▶ **LISTED ENTRIES**:
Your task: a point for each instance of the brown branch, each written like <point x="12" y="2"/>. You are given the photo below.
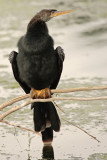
<point x="2" y="116"/>
<point x="52" y="91"/>
<point x="81" y="129"/>
<point x="16" y="125"/>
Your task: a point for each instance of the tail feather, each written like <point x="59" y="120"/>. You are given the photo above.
<point x="47" y="135"/>
<point x="39" y="117"/>
<point x="46" y="113"/>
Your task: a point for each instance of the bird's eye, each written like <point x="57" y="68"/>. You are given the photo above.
<point x="53" y="11"/>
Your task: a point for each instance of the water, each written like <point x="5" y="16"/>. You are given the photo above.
<point x="83" y="35"/>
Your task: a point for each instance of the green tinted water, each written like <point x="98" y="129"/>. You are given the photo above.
<point x="83" y="36"/>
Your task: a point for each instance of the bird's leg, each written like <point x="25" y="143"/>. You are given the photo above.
<point x="40" y="94"/>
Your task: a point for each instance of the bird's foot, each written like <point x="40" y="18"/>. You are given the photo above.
<point x="40" y="94"/>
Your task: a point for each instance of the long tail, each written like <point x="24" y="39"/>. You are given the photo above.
<point x="46" y="120"/>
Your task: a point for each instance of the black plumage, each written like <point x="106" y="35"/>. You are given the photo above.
<point x="38" y="65"/>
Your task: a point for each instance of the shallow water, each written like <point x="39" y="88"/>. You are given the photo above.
<point x="83" y="35"/>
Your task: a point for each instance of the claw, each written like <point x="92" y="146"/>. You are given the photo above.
<point x="40" y="94"/>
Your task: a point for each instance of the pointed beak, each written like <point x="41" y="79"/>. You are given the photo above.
<point x="58" y="13"/>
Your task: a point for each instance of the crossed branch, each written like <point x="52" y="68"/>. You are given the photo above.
<point x="12" y="101"/>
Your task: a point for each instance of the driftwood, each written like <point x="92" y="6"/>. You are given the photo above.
<point x="10" y="102"/>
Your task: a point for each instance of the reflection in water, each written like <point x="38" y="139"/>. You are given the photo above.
<point x="48" y="152"/>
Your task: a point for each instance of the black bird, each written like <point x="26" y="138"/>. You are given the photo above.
<point x="38" y="66"/>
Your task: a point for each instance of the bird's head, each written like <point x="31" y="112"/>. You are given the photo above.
<point x="46" y="14"/>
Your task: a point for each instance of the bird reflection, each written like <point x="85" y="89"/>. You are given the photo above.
<point x="48" y="152"/>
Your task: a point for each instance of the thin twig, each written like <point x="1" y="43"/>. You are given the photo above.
<point x="2" y="116"/>
<point x="81" y="129"/>
<point x="16" y="125"/>
<point x="58" y="106"/>
<point x="52" y="91"/>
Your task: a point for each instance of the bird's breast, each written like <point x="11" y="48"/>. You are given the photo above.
<point x="38" y="71"/>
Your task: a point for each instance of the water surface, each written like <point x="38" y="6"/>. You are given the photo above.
<point x="83" y="35"/>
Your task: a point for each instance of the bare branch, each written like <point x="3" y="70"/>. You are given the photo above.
<point x="81" y="129"/>
<point x="16" y="125"/>
<point x="52" y="91"/>
<point x="2" y="116"/>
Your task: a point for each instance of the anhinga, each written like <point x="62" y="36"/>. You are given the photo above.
<point x="37" y="68"/>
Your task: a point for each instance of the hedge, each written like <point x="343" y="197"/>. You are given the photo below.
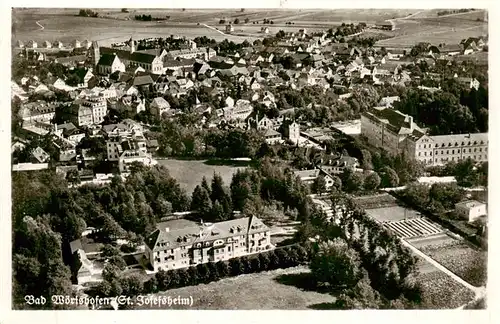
<point x="282" y="257"/>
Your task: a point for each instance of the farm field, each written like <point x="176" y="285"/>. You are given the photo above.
<point x="189" y="173"/>
<point x="450" y="29"/>
<point x="250" y="291"/>
<point x="66" y="28"/>
<point x="468" y="263"/>
<point x="392" y="214"/>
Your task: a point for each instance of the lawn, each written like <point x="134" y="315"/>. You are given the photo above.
<point x="251" y="291"/>
<point x="189" y="173"/>
<point x="468" y="263"/>
<point x="439" y="291"/>
<point x="435" y="30"/>
<point x="392" y="214"/>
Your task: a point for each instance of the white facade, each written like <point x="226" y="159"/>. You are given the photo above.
<point x="471" y="209"/>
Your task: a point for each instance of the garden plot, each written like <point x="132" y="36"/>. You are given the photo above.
<point x="439" y="291"/>
<point x="466" y="262"/>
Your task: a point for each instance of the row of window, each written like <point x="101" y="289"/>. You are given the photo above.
<point x="450" y="144"/>
<point x="475" y="157"/>
<point x="453" y="151"/>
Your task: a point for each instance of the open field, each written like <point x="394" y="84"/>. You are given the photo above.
<point x="439" y="291"/>
<point x="115" y="26"/>
<point x="250" y="291"/>
<point x="189" y="173"/>
<point x="467" y="263"/>
<point x="450" y="29"/>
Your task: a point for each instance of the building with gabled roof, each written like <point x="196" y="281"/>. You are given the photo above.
<point x="168" y="249"/>
<point x="397" y="133"/>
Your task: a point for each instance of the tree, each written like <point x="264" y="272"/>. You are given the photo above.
<point x="109" y="250"/>
<point x="201" y="202"/>
<point x="354" y="181"/>
<point x="73" y="177"/>
<point x="366" y="163"/>
<point x="389" y="178"/>
<point x="217" y="213"/>
<point x="319" y="184"/>
<point x="336" y="265"/>
<point x="118" y="261"/>
<point x="372" y="181"/>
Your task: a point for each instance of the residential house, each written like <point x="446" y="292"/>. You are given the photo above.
<point x="272" y="137"/>
<point x="472" y="83"/>
<point x="471" y="210"/>
<point x="159" y="106"/>
<point x="88" y="111"/>
<point x="109" y="63"/>
<point x="397" y="133"/>
<point x="168" y="249"/>
<point x="38" y="155"/>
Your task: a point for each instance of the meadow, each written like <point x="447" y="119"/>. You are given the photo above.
<point x="116" y="26"/>
<point x="250" y="291"/>
<point x="450" y="29"/>
<point x="189" y="173"/>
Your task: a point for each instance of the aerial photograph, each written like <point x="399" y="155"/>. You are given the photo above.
<point x="249" y="159"/>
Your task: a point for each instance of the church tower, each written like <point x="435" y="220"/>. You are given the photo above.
<point x="95" y="53"/>
<point x="132" y="45"/>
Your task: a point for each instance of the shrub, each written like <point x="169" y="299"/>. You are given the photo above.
<point x="151" y="286"/>
<point x="163" y="280"/>
<point x="236" y="267"/>
<point x="222" y="269"/>
<point x="255" y="265"/>
<point x="213" y="272"/>
<point x="203" y="273"/>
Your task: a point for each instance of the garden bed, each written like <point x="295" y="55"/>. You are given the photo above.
<point x="467" y="263"/>
<point x="439" y="291"/>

▶ **PROBLEM STATEMENT**: Can you retype every record above exactly, leaving out the pictures?

▶ **RESPONSE TO THE EXERCISE**:
Your task: a point for each instance of the brown branch, each written like <point x="12" y="2"/>. You are given the photo below.
<point x="2" y="116"/>
<point x="52" y="91"/>
<point x="81" y="129"/>
<point x="16" y="125"/>
Your task: a point for each instance of the tail feather, each written like <point x="59" y="120"/>. You are given the photo above.
<point x="47" y="135"/>
<point x="39" y="117"/>
<point x="46" y="113"/>
Your task: a point for each instance of the bird's eye, each written like <point x="57" y="68"/>. You are given the photo above.
<point x="53" y="11"/>
Your task: a point for each instance of the water, each written like <point x="5" y="16"/>. You are given the photo above.
<point x="83" y="35"/>
Your task: a point for each instance of the green tinted water, each written like <point x="98" y="129"/>. You are given the photo above.
<point x="83" y="36"/>
Your task: a point for each instance of the bird's leg, each written like <point x="25" y="143"/>. You are given the photo above.
<point x="40" y="94"/>
Your task: a point for each instance of the bird's foot, each written like <point x="40" y="18"/>. You are given the photo above.
<point x="40" y="94"/>
Your task: a point for each instance of the long tail, each written like <point x="24" y="39"/>. You are given the photo above.
<point x="46" y="120"/>
Your task: a point for each instance of the black plumage, each written like <point x="106" y="35"/>. You are given the photo above.
<point x="38" y="65"/>
Your task: a point for each instance of the shallow water, each written like <point x="39" y="88"/>. You are given the photo above.
<point x="83" y="35"/>
Your task: a point for each instance of the claw, each written like <point x="92" y="146"/>. You are given the photo above.
<point x="40" y="94"/>
Your task: a point for each instance of the pointed beak, each written like <point x="41" y="79"/>. You are given the photo above.
<point x="58" y="13"/>
Your task: a point for each instance of the crossed branch, each written like <point x="52" y="68"/>. You are given the photo above.
<point x="12" y="101"/>
Your task: a point for each instance of the driftwood, each written like <point x="92" y="6"/>. You are given the photo above.
<point x="10" y="102"/>
Your task: a point for each instance of the reflection in water, each written like <point x="38" y="139"/>. You are given the photo above.
<point x="48" y="152"/>
Your task: a point for each instance of the black bird, each written like <point x="26" y="138"/>. You are given the photo above.
<point x="38" y="66"/>
Your task: a point for each instance of the bird's head, each written like <point x="31" y="112"/>. You are given the photo above.
<point x="46" y="14"/>
Your task: a point for each instance of the bird reflection, each written like <point x="85" y="89"/>. You are given the photo above.
<point x="48" y="152"/>
Your task: a point for each instance of the thin twig, each written like <point x="1" y="43"/>. You are given the photo above.
<point x="2" y="116"/>
<point x="81" y="129"/>
<point x="16" y="125"/>
<point x="58" y="106"/>
<point x="52" y="91"/>
Your task: a point for each instance of the bird's breast, each written like <point x="11" y="48"/>. You are given the photo above.
<point x="38" y="71"/>
Your task: a point for each instance of the water surface, each written like <point x="38" y="6"/>. You are given the photo above.
<point x="83" y="35"/>
Your task: a point for each instance of the bare branch, each written like <point x="3" y="70"/>. You are given the photo above.
<point x="81" y="129"/>
<point x="16" y="125"/>
<point x="52" y="91"/>
<point x="2" y="116"/>
Your task: a point for each instance of the anhinga, each written like <point x="62" y="36"/>. You are given the photo above.
<point x="37" y="68"/>
Your task: a point for each instance of the hedge, each written like <point x="343" y="197"/>. You are given the photo below.
<point x="282" y="257"/>
Your task: a point for each instance of the farm field, each written like <point x="176" y="285"/>. You are given the photo above.
<point x="189" y="173"/>
<point x="450" y="29"/>
<point x="250" y="291"/>
<point x="66" y="28"/>
<point x="468" y="263"/>
<point x="392" y="214"/>
Your task: a point for each instance of the lawn, each written like <point x="134" y="315"/>. You are given the photo above.
<point x="251" y="291"/>
<point x="189" y="173"/>
<point x="468" y="263"/>
<point x="439" y="291"/>
<point x="435" y="30"/>
<point x="392" y="214"/>
Your task: a point for each instance of the white facade, each written like <point x="226" y="159"/>. You are given the photo above.
<point x="471" y="209"/>
Your task: a point for each instance of the garden plot, each written like <point x="132" y="36"/>. You are given the photo above.
<point x="439" y="291"/>
<point x="466" y="262"/>
Your task: a point for each instance of the row of window, each written like <point x="101" y="289"/>. You are given the photo above.
<point x="450" y="144"/>
<point x="475" y="157"/>
<point x="453" y="151"/>
Your task: a point for each instance of the open field, each written like <point x="394" y="84"/>. You are given the photo above.
<point x="439" y="291"/>
<point x="115" y="26"/>
<point x="250" y="291"/>
<point x="189" y="173"/>
<point x="467" y="263"/>
<point x="450" y="29"/>
Your task: a point for each instance of the building with gabled roof, each written like <point x="196" y="281"/>. You are given the photo above.
<point x="168" y="249"/>
<point x="397" y="133"/>
Your task: a point for each instance of the tree, each written like <point x="264" y="272"/>. You are given the photo above.
<point x="109" y="250"/>
<point x="201" y="202"/>
<point x="354" y="181"/>
<point x="73" y="177"/>
<point x="366" y="163"/>
<point x="389" y="178"/>
<point x="217" y="213"/>
<point x="319" y="184"/>
<point x="336" y="265"/>
<point x="118" y="261"/>
<point x="372" y="181"/>
Your task: a point for each instance of the residential house, each written like <point x="446" y="292"/>. You are given the photo above.
<point x="272" y="137"/>
<point x="472" y="83"/>
<point x="471" y="210"/>
<point x="159" y="106"/>
<point x="88" y="111"/>
<point x="109" y="63"/>
<point x="397" y="133"/>
<point x="168" y="249"/>
<point x="38" y="155"/>
Your task: a point for each instance of the meadow, each written like <point x="447" y="119"/>. You are given the photo above.
<point x="116" y="26"/>
<point x="250" y="291"/>
<point x="450" y="29"/>
<point x="189" y="173"/>
Your task: a point for each instance of the aerial photograph, each written like <point x="399" y="155"/>. You are given the photo above.
<point x="249" y="159"/>
Your task: a point for each instance of the church tower, each written like <point x="435" y="220"/>. You are given the photo above.
<point x="95" y="53"/>
<point x="132" y="45"/>
Your task: a point for each instance of the shrub, each written like <point x="169" y="299"/>. You are given the photo above.
<point x="151" y="286"/>
<point x="163" y="280"/>
<point x="236" y="267"/>
<point x="222" y="269"/>
<point x="255" y="265"/>
<point x="213" y="272"/>
<point x="203" y="273"/>
Your task: a point for each instance of the garden bed, each written like <point x="295" y="55"/>. You are given the photo above.
<point x="467" y="263"/>
<point x="439" y="291"/>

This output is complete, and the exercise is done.